──────── PASSAGE PROVIDED ────────

The disease-causing variant of myocilin forms large circular fibrils.
Scientists have identified molecules with the potential to block mutant protein from accumulating in the trabecular meshwork, thereby preventing the increased intraocular pressure associated with early-onset glaucoma.

This is the first time these molecules have been identified; the discovery signifies potential drug targets for glaucoma, according to Georgia Institute of Technology researchers.

In the collaborative study with Emory University and the University of South Florida, the Georgia Tech researchers designed a simple, high-throughput assay and screened a library of compounds.1 They identified two molecules that bound tightly to the mutant protein myocilin, which aggregates within trabecular meshwork cells.

The researchers then added these molecules to cultured human cells that make the toxic aggregating myocilin. They found that treating the cells with the newly identified molecules not only blocked the mutant myocilin from aggregating, but also released mutant myocilin from the cells, reducing toxicity.

──────── DATA FOR REVIEW ────────

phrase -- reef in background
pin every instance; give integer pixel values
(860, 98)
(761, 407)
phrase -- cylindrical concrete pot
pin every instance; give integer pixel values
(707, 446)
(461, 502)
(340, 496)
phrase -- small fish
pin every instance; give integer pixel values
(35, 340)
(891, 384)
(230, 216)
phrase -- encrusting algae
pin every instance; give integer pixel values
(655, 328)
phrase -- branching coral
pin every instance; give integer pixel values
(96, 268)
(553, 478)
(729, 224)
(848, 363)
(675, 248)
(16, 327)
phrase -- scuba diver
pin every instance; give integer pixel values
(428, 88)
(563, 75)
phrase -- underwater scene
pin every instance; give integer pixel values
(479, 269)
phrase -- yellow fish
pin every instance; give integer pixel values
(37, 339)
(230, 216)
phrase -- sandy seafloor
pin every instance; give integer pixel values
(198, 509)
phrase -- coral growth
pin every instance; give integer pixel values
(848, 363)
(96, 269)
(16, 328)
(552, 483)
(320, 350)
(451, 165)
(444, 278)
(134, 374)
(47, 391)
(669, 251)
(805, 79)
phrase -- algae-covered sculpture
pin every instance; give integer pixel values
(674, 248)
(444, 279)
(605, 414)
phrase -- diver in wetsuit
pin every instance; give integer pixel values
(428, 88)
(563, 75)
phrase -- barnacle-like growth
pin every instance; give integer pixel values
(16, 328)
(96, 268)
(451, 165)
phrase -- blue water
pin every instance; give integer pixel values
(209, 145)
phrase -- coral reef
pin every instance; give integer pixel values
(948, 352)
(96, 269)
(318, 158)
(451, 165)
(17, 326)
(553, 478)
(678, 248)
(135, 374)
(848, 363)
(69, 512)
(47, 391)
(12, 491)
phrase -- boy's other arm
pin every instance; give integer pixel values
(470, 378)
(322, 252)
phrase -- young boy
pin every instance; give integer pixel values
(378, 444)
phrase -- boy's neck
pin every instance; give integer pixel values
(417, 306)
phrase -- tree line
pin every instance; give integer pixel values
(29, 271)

────────

EXERCISE AIM:
Answer these questions from the glaucoma passage:
1. Which two universities worked with the Georgia Tech researchers?
2. How many molecules did the researchers find that bound tightly to the mutant protein myocilin?
3. Within which cells does mutant myocilin aggregate?
Rely on the glaucoma passage alone for the answers.

OUTPUT FOR THIS TASK:
1. Emory University and the University of South Florida
2. Two
3. Trabecular meshwork cells